- **SUPPLIED PASSAGE**:

* * *

Friday 11 November 2011

International: JRS urges states to uphold standards established by the Convention on Cluster Munitions 09 November 2011

International: JRS urges states to uphold standards established by the Convention on Cluster Munitions 
09 November 2011

Cluster Bombs In The Olive Grove (Simon Conway). Photo published on the website of the Coalition against Cluster Munitions
Stigmatising the use of a weapon through the absolute prohibitions of the Convention on Cluster Munitions is a much more powerful tool for influencing the behaviour of non-state parties than the weak and permissive legal regulations currently negotiated under the CCW.

Rome, 9 November 2011 – The Jesuit Refugee Service expresses concern about the forthcoming review of the Convention on Conventional Weapons (CCW). If the current protocol on cluster munitions is approved, it would sanction continued use of cluster munitions proven to cause unacceptable harm to civilians.

JRS urges states to engage in the crucial negotiations during the upcoming fourth Review Conference in Geneva from 14–25 November and to uphold the standards established by the Convention on Cluster Munitions. States that are committed to rid the world of the humanitarian harm caused by cluster bombs should not support the draft text.

* * *

- **INFORMATION PROVIDED**:

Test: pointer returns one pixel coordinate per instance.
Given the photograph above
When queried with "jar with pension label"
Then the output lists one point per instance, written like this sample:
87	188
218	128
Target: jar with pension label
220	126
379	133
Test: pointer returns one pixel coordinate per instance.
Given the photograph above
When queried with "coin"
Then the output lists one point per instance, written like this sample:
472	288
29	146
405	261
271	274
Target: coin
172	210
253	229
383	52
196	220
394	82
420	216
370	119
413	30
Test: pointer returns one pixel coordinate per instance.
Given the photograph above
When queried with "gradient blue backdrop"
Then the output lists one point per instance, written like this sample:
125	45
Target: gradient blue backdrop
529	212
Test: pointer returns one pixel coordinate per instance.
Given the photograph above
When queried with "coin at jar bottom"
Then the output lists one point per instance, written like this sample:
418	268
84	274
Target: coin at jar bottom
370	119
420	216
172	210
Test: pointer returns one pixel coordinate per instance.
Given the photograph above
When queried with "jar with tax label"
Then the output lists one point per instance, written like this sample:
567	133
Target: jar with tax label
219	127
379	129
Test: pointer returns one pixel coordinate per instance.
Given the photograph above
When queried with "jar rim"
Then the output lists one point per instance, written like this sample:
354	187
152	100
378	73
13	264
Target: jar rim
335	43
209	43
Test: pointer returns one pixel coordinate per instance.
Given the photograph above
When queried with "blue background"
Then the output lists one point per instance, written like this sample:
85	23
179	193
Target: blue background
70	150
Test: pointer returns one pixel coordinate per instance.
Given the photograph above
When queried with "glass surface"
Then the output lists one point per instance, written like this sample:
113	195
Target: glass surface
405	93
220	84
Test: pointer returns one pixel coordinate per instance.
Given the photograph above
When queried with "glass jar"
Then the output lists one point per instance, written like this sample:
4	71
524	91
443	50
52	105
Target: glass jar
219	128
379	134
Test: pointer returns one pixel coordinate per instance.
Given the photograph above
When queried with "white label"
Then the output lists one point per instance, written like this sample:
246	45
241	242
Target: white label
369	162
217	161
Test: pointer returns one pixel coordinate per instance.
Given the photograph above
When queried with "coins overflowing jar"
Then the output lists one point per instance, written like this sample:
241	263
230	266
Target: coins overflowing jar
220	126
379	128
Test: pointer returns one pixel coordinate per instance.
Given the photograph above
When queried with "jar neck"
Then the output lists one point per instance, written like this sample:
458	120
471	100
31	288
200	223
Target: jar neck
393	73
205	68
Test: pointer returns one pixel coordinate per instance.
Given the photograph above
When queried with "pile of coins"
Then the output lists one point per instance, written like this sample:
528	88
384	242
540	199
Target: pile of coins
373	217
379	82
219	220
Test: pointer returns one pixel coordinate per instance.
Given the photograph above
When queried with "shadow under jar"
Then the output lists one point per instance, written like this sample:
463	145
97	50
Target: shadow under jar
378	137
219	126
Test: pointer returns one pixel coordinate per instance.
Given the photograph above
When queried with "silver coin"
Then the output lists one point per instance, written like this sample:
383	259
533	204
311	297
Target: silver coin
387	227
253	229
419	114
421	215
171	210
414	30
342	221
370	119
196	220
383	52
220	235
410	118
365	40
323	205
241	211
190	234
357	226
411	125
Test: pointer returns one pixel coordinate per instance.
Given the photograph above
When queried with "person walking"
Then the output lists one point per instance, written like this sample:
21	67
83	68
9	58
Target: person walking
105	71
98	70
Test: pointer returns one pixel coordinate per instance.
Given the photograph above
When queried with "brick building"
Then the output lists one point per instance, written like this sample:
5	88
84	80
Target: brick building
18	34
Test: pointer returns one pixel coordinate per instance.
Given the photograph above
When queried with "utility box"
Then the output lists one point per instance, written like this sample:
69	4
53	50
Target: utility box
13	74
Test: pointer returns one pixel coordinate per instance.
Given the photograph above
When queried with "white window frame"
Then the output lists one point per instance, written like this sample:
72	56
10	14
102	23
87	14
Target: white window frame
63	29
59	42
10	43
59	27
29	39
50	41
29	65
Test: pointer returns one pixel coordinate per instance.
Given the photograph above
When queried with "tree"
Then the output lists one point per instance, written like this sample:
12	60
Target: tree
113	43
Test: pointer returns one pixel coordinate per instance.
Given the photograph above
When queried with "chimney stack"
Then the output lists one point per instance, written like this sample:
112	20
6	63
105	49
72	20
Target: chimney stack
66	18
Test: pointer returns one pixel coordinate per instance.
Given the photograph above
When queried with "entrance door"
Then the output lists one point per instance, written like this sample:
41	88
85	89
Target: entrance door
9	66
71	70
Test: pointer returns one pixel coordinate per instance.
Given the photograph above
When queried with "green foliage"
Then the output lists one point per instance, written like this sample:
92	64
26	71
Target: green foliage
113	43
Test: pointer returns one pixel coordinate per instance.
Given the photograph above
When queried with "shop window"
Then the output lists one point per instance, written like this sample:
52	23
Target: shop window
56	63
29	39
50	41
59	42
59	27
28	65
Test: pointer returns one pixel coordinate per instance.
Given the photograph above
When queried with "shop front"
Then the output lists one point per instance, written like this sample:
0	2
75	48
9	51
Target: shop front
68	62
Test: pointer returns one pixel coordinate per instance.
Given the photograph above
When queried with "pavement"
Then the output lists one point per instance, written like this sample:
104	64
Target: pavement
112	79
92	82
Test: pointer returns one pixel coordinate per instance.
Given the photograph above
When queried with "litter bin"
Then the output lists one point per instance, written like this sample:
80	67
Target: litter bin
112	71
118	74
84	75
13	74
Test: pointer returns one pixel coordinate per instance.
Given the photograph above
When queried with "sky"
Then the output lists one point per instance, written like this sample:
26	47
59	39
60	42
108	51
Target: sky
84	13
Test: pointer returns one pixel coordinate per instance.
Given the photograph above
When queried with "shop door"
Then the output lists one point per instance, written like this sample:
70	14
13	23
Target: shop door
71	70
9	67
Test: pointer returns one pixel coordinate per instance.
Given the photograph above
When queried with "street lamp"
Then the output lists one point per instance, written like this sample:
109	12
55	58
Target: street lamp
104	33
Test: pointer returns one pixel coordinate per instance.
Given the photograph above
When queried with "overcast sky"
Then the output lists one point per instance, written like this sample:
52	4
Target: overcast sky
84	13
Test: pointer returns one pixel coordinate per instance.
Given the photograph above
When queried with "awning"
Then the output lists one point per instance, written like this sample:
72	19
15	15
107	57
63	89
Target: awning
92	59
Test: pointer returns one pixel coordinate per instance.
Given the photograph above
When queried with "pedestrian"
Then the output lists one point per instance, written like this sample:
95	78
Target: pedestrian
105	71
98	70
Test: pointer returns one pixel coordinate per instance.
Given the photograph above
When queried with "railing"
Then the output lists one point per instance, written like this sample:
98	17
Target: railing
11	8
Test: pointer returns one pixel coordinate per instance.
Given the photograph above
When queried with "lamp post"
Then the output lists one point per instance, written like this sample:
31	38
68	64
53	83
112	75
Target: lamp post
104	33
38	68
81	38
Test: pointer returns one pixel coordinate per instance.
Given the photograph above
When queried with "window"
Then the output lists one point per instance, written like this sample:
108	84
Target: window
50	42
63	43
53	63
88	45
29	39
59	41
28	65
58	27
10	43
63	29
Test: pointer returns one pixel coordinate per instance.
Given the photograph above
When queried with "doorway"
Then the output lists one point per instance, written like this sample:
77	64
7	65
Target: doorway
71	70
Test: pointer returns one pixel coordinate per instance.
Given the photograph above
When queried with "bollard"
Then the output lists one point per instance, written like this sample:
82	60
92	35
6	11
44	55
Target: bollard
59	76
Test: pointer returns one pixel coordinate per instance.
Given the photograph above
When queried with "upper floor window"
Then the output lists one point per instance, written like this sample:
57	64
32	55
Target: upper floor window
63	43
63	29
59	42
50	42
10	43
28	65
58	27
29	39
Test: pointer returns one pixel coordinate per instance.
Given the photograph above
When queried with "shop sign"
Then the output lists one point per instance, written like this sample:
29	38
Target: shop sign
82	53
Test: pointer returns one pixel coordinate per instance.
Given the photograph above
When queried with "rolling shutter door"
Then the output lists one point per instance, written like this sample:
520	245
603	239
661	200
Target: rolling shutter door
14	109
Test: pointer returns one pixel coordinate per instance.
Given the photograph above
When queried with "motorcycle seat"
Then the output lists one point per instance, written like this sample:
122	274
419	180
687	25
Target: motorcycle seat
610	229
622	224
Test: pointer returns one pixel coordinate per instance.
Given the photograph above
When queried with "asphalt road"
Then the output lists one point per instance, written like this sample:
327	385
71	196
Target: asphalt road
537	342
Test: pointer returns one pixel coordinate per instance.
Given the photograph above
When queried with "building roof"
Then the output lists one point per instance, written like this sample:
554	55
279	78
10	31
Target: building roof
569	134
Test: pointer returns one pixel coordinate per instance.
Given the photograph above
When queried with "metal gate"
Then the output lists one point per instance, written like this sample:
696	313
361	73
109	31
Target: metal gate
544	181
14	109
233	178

* * *

- **PROMPT 1**: Rewrite the cluster munitions statement starting with "Rome, 9 November" and going on through "harm to civilians.", using "alarm" in place of "concern".
- **PROMPT 2**: Using the cluster munitions statement, decide whether each claim is true, answering yes or no and quoting the words that settle it: (a) The fourth Review Conference takes place in Geneva from 14–25 November. (b) JRS asks states to back the draft text. (c) The statement is datelined Rome.

- **SOLUTION 1**:
Rome, 9 November 2011 – The Jesuit Refugee Service expresses alarm about the forthcoming review of the Convention on Conventional Weapons (CCW). If the current protocol on cluster munitions is approved, it would sanction continued use of cluster munitions proven to cause unacceptable harm to civilians.

- **SOLUTION 2**:
(a) Yes: "the upcoming fourth Review Conference in Geneva from 14–25 November"
(b) No: "States that are committed to rid the world of the humanitarian harm caused by cluster bombs should not support the draft text."
(c) Yes: "Rome, 9 November 2011"